Problem to solve: Copy, word for word, the lines of the records below from the line containing "Our analyst would like the aloe" up to and including the line containing "left=290, top=252, right=400, bottom=361".

__________________________________________________

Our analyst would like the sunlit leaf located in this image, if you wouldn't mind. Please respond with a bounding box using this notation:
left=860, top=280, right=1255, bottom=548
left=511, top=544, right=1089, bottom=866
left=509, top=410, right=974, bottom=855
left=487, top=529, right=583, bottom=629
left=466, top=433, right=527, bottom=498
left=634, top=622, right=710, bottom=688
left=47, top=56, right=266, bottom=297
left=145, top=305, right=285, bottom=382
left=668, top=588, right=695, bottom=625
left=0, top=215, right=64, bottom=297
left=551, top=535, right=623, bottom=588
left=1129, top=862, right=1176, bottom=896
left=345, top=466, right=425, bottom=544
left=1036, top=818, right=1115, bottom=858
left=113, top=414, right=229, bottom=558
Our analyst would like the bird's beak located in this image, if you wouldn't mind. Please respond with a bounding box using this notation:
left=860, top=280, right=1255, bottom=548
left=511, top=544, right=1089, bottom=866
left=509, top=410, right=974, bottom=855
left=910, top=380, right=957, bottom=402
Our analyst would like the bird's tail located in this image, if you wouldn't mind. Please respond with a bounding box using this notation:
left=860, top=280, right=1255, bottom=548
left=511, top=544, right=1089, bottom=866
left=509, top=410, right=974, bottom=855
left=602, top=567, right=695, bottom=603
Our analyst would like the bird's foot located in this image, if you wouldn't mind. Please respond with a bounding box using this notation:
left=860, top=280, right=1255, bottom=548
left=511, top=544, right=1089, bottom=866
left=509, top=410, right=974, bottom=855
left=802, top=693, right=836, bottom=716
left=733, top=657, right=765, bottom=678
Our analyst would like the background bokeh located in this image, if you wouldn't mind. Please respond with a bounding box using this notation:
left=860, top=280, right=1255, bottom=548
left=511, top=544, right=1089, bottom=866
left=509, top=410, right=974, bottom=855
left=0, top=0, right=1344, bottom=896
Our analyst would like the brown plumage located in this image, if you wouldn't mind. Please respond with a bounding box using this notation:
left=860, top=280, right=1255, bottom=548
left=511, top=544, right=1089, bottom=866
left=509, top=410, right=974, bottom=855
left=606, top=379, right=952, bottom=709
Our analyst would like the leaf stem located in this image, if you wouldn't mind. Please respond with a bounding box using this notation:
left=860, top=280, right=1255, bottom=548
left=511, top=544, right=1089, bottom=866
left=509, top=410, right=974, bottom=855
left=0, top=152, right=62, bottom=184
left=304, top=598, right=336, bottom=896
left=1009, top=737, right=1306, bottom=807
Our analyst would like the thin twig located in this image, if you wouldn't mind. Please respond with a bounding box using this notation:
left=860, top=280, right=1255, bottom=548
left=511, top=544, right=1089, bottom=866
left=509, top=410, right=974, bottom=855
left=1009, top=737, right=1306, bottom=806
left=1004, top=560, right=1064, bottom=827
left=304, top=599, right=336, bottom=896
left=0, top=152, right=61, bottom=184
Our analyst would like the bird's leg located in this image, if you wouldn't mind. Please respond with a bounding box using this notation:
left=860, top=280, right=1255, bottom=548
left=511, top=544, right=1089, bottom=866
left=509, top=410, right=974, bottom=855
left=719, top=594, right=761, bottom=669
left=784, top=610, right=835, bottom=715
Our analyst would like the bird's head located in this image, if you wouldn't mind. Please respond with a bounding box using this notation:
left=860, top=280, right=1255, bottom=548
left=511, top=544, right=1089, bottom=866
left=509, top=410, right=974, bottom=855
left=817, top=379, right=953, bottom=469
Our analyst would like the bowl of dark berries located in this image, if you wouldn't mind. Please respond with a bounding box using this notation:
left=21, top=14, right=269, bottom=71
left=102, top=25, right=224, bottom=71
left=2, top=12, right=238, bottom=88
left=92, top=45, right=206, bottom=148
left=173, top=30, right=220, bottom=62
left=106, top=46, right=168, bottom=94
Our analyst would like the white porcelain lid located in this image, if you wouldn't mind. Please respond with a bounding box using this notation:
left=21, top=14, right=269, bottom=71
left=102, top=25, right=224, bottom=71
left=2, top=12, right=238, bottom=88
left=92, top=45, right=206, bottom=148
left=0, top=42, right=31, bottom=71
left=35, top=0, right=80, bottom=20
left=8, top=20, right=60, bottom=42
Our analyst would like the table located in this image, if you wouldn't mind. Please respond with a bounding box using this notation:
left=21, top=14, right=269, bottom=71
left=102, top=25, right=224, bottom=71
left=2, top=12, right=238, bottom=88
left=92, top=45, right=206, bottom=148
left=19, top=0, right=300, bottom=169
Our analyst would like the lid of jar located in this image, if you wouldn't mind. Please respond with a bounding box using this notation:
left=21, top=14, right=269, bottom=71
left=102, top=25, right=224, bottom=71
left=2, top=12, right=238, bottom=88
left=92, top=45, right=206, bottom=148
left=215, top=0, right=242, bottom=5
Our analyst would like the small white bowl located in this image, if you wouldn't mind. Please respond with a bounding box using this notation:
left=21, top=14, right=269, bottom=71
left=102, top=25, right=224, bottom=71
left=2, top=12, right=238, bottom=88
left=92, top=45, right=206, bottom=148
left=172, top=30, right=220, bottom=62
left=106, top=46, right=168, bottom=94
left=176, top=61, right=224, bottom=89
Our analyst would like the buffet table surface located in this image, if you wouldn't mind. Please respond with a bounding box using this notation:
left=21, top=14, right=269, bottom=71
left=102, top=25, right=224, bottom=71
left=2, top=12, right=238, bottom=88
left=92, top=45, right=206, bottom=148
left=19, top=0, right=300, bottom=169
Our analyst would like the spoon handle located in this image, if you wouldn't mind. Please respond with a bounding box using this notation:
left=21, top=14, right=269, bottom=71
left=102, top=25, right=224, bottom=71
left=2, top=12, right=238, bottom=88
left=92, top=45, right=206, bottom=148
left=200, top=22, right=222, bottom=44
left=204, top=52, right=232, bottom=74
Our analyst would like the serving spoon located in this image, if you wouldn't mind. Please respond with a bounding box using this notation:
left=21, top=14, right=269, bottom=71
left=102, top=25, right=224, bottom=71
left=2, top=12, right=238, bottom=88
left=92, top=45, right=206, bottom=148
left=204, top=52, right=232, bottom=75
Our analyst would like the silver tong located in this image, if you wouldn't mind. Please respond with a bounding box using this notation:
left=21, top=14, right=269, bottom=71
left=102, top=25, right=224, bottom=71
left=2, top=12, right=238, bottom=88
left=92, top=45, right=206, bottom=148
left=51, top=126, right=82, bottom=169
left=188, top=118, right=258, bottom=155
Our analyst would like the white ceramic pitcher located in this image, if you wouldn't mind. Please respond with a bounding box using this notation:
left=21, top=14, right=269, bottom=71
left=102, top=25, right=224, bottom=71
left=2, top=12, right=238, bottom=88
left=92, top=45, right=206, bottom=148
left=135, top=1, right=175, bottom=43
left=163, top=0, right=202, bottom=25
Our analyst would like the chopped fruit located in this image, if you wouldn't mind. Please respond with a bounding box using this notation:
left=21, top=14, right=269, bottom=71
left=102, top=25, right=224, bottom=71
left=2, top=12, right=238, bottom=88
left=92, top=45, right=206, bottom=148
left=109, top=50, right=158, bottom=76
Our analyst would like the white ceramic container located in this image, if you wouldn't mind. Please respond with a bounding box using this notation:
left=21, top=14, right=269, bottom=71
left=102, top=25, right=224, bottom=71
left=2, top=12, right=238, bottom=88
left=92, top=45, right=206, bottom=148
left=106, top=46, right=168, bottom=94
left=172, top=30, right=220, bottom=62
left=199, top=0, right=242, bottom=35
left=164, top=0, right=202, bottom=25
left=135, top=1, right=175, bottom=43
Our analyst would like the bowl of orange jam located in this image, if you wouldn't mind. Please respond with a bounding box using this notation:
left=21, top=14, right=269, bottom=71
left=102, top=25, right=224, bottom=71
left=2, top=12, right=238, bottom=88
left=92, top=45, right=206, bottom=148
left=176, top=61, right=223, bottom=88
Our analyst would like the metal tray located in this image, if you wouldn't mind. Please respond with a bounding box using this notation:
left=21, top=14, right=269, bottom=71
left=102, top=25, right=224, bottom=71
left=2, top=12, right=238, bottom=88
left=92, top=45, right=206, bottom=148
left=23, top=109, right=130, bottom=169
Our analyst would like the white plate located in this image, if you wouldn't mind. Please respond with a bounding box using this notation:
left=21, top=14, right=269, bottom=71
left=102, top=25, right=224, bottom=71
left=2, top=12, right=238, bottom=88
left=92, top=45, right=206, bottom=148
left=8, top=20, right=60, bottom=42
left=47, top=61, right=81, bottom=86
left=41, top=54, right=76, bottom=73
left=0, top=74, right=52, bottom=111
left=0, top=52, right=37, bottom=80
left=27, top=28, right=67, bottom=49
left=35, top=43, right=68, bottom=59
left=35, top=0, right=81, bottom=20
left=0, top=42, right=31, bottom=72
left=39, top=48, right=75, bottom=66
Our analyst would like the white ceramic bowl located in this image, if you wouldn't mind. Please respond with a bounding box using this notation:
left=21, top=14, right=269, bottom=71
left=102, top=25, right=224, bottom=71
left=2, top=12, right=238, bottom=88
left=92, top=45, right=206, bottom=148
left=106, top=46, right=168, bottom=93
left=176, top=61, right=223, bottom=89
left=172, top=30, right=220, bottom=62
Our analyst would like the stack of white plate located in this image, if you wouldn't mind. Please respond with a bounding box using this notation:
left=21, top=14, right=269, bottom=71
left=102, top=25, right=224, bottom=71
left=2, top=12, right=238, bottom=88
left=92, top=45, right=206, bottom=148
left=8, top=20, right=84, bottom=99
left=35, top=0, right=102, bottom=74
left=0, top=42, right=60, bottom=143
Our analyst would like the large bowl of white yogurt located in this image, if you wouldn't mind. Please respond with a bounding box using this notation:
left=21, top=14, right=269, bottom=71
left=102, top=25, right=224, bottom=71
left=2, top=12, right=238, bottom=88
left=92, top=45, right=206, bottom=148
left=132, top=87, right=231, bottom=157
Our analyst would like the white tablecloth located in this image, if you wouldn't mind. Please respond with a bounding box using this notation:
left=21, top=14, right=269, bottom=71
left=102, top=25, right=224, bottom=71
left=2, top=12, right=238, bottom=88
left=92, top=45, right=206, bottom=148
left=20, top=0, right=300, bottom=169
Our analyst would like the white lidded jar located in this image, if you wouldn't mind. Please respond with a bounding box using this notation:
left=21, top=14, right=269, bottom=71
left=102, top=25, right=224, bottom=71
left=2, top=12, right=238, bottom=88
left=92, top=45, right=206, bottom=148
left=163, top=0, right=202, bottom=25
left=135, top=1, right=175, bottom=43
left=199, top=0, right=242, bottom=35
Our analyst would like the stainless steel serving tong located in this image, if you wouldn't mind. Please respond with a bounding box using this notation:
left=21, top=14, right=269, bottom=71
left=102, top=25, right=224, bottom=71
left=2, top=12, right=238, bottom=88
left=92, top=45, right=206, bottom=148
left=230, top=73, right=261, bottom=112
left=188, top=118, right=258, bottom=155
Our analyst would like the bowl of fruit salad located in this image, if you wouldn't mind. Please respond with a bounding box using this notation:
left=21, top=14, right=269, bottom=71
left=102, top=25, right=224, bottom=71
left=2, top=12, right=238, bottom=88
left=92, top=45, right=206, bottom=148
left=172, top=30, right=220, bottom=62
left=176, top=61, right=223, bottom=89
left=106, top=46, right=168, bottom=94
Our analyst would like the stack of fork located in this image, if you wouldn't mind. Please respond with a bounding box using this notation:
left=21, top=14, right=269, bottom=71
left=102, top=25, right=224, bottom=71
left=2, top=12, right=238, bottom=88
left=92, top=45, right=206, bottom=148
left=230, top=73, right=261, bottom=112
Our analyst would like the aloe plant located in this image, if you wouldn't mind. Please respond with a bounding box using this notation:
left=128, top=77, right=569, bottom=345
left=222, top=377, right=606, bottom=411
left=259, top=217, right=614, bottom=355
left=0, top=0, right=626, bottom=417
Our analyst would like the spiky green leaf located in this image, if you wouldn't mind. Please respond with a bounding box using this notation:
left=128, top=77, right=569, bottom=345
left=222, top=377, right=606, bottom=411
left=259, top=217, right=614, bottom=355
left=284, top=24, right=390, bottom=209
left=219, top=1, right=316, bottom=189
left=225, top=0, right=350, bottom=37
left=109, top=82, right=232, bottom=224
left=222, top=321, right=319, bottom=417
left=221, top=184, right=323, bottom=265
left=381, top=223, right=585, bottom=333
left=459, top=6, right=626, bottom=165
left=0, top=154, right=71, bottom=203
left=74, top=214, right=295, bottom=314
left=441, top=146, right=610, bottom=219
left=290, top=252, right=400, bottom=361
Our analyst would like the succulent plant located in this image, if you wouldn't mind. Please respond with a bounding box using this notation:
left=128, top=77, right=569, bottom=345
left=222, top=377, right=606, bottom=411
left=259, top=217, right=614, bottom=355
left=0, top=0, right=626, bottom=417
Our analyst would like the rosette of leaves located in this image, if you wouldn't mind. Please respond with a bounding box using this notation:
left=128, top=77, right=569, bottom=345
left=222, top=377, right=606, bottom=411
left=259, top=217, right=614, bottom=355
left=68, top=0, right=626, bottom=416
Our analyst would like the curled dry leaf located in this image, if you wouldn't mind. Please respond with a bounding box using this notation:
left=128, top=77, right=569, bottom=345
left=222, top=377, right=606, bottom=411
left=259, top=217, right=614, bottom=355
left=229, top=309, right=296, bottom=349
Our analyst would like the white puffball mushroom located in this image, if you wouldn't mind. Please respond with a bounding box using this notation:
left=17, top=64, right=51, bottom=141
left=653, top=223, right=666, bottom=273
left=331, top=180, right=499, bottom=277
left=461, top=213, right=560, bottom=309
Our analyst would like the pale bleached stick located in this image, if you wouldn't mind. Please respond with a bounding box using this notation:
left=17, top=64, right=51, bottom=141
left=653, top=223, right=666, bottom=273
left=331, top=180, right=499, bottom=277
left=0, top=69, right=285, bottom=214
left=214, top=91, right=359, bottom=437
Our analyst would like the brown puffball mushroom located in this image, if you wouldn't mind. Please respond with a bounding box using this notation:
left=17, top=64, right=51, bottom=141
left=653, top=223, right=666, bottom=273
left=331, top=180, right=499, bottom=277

__________________________________________________

Final answer:
Our analyst would like the aloe plant located in this image, if you wouldn't mind. Please respond with a bounding box using this notation:
left=128, top=77, right=569, bottom=345
left=222, top=377, right=606, bottom=411
left=259, top=217, right=614, bottom=355
left=0, top=0, right=626, bottom=417
Our analyst would like the spiky green leaf located in this image, if you wouldn't mind. Please respond with a bounding box using this notation:
left=128, top=77, right=569, bottom=345
left=222, top=377, right=606, bottom=411
left=259, top=217, right=614, bottom=355
left=284, top=24, right=390, bottom=209
left=219, top=1, right=316, bottom=189
left=225, top=0, right=350, bottom=37
left=109, top=82, right=232, bottom=224
left=222, top=321, right=319, bottom=417
left=221, top=184, right=323, bottom=265
left=381, top=223, right=585, bottom=333
left=459, top=6, right=626, bottom=165
left=0, top=154, right=71, bottom=203
left=74, top=214, right=295, bottom=314
left=441, top=146, right=610, bottom=219
left=290, top=252, right=400, bottom=361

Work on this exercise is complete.